Agent-ValueBench:评估智能体价值观的综合基准
Agent-ValueBench: A Comprehensive Benchmark for Evaluating Agent Values
May 11, 2026
作者: Haonan Dong, Qiguan Feng, Kehan Jiang, Haoran Ye, Xin Zhang, Guojie Song
cs.AI
摘要
自主智能体作为任务执行器已迅速成熟,并通过诸如OpenClaw之类的工具框架广泛部署。安全问题引起了日益增长的合理研究关注,而其背后则是默默引导智能体行为的价值观。然而,现有的价值观基准测试仍局限于大语言模型,智能体价值观在很大程度上尚未得到探索。从直觉、经验和理论三个角度,我们证明了智能体的价值观与其底层大语言模型的价值观存在差异,并且智能体模态进一步引入了纯文本协议所不具备的数据集、评估和系统层面的挑战。为弥补这一空白,我们提出了Agent-ValueBench——首个专用于智能体价值观的基准测试。它涵盖16个领域的394个可执行环境,提供4,335个价值冲突任务,覆盖28种价值体系和332个维度。每个实例均通过我们专门构建的端到端流水线协同生成,并由专业心理学家逐例整理。每个任务配有两极对齐的金标准轨迹,其检查点为基于轨迹量规的评判器提供了锚点。我们对14个前沿商业模型和开源权重模型在4个主流工具框架上进行了评测,发现了三个一致的结论。首先,智能体价值观表现为一种跨模型同质性的“价值潮汐”,其中存在可解释的反流。这种潮汐在工具框架牵引下呈现非加和性弯曲,但通过内嵌技能进行有意引导时则更为显著。这些结果共同表明,智能体对齐的杠杆正从经典模型对齐和提示引导转向工具框架对齐和技能引导。

- **数据部分**
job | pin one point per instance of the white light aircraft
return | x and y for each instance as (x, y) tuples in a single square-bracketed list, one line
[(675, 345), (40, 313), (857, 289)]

- **思考练习**
1 > 用两句话概括Agent-ValueBench摘要的主要内容。
2 > 将Agent-ValueBench摘要中从“Agent-ValueBench:评估智能体价值观的综合基准”起、到“转向工具框架对齐和技能引导。”止(首尾两处均包括在内)的文字按原文重新写出。
3 > 从Agent-ValueBench摘要最后一句之后接着往下续写。

- **参考答案**
1 > 现有价值观基准测试局限于大语言模型,而智能体的价值观与其底层大语言模型存在差异,因此文中提出了首个专用于智能体价值观的基准测试Agent-ValueBench,涵盖16个领域的394个可执行环境和4,335个价值冲突任务。对14个模型在4个主流工具框架上的评测表明,智能体对齐的杠杆正从经典模型对齐和提示引导转向工具框架对齐和技能引导。

2 >
Agent-ValueBench:评估智能体价值观的综合基准
Agent-ValueBench: A Comprehensive Benchmark for Evaluating Agent Values
May 11, 2026
作者: Haonan Dong, Qiguan Feng, Kehan Jiang, Haoran Ye, Xin Zhang, Guojie Song
cs.AI
摘要
自主智能体作为任务执行器已迅速成熟,并通过诸如OpenClaw之类的工具框架广泛部署。安全问题引起了日益增长的合理研究关注,而其背后则是默默引导智能体行为的价值观。然而,现有的价值观基准测试仍局限于大语言模型,智能体价值观在很大程度上尚未得到探索。从直觉、经验和理论三个角度,我们证明了智能体的价值观与其底层大语言模型的价值观存在差异,并且智能体模态进一步引入了纯文本协议所不具备的数据集、评估和系统层面的挑战。为弥补这一空白,我们提出了Agent-ValueBench——首个专用于智能体价值观的基准测试。它涵盖16个领域的394个可执行环境,提供4,335个价值冲突任务,覆盖28种价值体系和332个维度。每个实例均通过我们专门构建的端到端流水线协同生成,并由专业心理学家逐例整理。每个任务配有两极对齐的金标准轨迹,其检查点为基于轨迹量规的评判器提供了锚点。我们对14个前沿商业模型和开源权重模型在4个主流工具框架上进行了评测,发现了三个一致的结论。首先,智能体价值观表现为一种跨模型同质性的“价值潮汐”,其中存在可解释的反流。这种潮汐在工具框架牵引下呈现非加和性弯曲,但通过内嵌技能进行有意引导时则更为显著。这些结果共同表明,智能体对齐的杠杆正从经典模型对齐和提示引导转向工具框架对齐和技能引导。

3 >
English
Autonomous agents have rapidly matured as task executors and seen widespread deployment via harnesses such as OpenClaw. Safety concerns have rightly drawn growing research attention, and beneath them lie the values silently steering agent behavior. Existing value benchmarks, however, remain confined to LLMs, leaving agent values largely uncharted. From intuitive, empirical, and theoretical vantage points, we show that an agent's values diverge from those of its underlying LLM, and the agentic modality further introduces dataset-, evaluation-, and system-level challenges absent from text-only protocols. We close this gap with Agent-ValueBench, the first benchmark dedicated to agent values. It features 394 executable environments across 16 domains, offering 4,335 value-conflict tasks that cover 28 value systems and 332 dimensions. Every instance is co-synthesized through our purpose-built end-to-end pipeline and curated per-instance by professional psychologists. Each task ships with two pole-aligned golden trajectories whose checkpoints anchor a trajectory-level rubric-based judge. Benchmarking 14 frontier proprietary and open-weights models across 4 mainstream harnesses, we uncover three concerted findings. Agent values first manifest as a Value Tide of cross-model homogeneity beneath interpretable counter-currents. This tide bends non-additively under harness pull, and yet more decisively under deliberate steering via embedded skills. Together these results signal that the agent-alignment lever is shifting from classical model alignment and prompt steering toward harness alignment and skill steering.